- RECORDS SHOWN:
----------
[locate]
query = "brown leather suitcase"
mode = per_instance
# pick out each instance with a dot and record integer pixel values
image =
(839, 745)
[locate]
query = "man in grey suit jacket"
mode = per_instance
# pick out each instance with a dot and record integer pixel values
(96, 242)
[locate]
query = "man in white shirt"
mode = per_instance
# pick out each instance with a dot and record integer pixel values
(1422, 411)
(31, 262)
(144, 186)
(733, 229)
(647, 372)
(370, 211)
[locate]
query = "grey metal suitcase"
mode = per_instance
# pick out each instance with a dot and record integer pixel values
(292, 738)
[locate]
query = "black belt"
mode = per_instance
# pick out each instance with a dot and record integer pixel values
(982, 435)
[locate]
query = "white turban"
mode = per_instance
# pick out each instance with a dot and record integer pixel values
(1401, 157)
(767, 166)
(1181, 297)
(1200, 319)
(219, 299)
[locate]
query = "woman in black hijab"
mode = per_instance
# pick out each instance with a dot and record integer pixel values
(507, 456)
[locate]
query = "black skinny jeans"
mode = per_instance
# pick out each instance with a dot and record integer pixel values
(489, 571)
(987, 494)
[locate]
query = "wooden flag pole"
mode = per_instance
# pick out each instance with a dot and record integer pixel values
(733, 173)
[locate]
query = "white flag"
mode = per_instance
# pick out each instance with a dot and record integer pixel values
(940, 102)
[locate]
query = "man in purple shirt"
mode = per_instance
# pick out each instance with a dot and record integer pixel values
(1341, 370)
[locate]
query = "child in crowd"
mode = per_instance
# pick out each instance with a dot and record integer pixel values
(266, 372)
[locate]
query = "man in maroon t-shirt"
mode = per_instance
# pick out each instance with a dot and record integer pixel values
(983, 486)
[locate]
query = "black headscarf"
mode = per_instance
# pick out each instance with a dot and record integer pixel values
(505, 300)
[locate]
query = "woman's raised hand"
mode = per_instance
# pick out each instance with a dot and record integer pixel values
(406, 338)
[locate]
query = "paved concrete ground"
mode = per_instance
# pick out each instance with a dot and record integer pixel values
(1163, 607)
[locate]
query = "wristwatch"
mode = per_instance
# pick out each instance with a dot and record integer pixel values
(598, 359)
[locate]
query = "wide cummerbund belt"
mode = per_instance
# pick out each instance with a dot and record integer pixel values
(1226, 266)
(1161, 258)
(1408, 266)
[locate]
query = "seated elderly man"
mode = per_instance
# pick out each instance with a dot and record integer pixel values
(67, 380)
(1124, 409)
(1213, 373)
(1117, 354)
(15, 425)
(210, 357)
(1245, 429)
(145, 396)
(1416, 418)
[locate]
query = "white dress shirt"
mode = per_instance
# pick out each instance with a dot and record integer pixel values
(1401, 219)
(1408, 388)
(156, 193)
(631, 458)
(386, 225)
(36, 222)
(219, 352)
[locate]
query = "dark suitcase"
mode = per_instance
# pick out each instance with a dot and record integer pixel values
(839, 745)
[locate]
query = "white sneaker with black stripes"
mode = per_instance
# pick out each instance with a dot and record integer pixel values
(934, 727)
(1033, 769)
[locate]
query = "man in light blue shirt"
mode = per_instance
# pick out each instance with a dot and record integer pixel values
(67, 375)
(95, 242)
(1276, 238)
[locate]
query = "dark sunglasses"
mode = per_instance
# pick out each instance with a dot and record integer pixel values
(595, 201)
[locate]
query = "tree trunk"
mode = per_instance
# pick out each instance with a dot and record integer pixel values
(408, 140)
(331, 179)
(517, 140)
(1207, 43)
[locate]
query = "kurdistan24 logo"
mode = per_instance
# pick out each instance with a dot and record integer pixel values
----------
Extract all of the material exactly as it is written.

- THE RESULT:
[locate]
query = "brown leather suitcase"
mode = per_instance
# pick out each instance with a dot and record integer pixel values
image =
(839, 745)
[locate]
query = "man in grey suit jacket"
mode = per_instance
# pick out each instance with a dot and record integer pixel values
(96, 242)
[locate]
query = "man in white shirt"
mode = per_instance
# pick out each instance with a dot and record integer pixel values
(1422, 411)
(31, 262)
(144, 186)
(733, 229)
(647, 372)
(370, 211)
[locate]
query = "grey metal suitcase"
mode = per_instance
# pick out each instance with a dot and record integer pixel values
(292, 738)
[locate]
query = "black belt"
mode = per_instance
# pick out each instance with a dot and record integer pixel values
(982, 435)
[locate]
query = "white turban"
mode = per_instance
# pick out each instance with a dot and record integer pixel values
(1401, 157)
(767, 166)
(1181, 297)
(1200, 319)
(219, 299)
[locate]
query = "woman in black hijab"
mode = per_instance
# pick out each instance with a dot and record integer pixel values
(507, 456)
[locate]
query = "black skinny jeans"
mode = per_instance
# pick out each instance with a dot and record integer pixel values
(489, 571)
(987, 494)
[locate]
query = "wooden flag pole"
mode = per_instance
# pick out each instance with a dot and record integer pixel values
(733, 173)
[locate]
query = "white flag"
mode = per_instance
# pick out each instance with a dot and record integer pixel values
(940, 102)
[locate]
query = "man in purple shirt"
mode = per_instance
# pick out each instance with a dot and record integer pixel values
(1341, 370)
[locate]
query = "child in crowd"
mode = per_instance
# pick out each instance with a dot and record integer pixel values
(266, 372)
[locate]
query = "man in maroon t-shirt"
mode = per_instance
# pick out each instance with a dot and record integer pixel values
(983, 486)
[locate]
query = "black headscarf"
mode = per_instance
# pick out each instance with a dot and record integer pixel values
(505, 300)
[locate]
query = "woman's raised hand"
mode = per_instance
# pick out each instance with a dot and record integer pixel values
(406, 338)
[locate]
query = "paved concrete ground"
mode = per_instance
# pick out each instance with a dot and record integer pixel values
(1163, 607)
[locate]
query = "wristwatch"
mode = per_instance
# pick out each instance with a dot and record integer pixel values
(598, 359)
[locate]
query = "wide cummerbund belt"
mode = per_instance
# pick out each instance with a dot and record integer pixel values
(1226, 266)
(1161, 258)
(1408, 266)
[locate]
query = "seated elderly man"
mode = per_instance
# pick out each instance with a dot and record integer pixel values
(67, 380)
(1124, 409)
(1213, 373)
(1117, 354)
(15, 425)
(210, 357)
(1245, 429)
(145, 396)
(1416, 418)
[locate]
query = "white dress shirt"
mode = per_instance
# pick out each instance with a dot and record integer pixel values
(1401, 219)
(1408, 388)
(156, 193)
(631, 458)
(386, 225)
(36, 222)
(219, 352)
[locate]
query = "dark suitcase"
mode = per_instance
# pick out each instance with a dot and record integer pixel values
(839, 745)
[locate]
query = "white sneaker with black stripes"
mode = per_instance
# pick out each instance with a dot and record integer pixel values
(934, 727)
(1033, 769)
[locate]
query = "man in light blue shirt"
mode = per_instance
# pick out each instance with a dot and record integer pixel values
(67, 375)
(95, 242)
(1276, 238)
[locate]
query = "dark sunglasses"
mode = per_instance
# pick out each instance with a dot and record integer pixel values
(595, 201)
[locate]
query = "tree trunk"
mode = per_instance
# pick out each instance with a dot and record integer pixel values
(408, 140)
(331, 179)
(517, 140)
(1207, 43)
[locate]
query = "kurdistan24 logo"
mode = per_instance
# pick out each instance with a dot and record integer pixel values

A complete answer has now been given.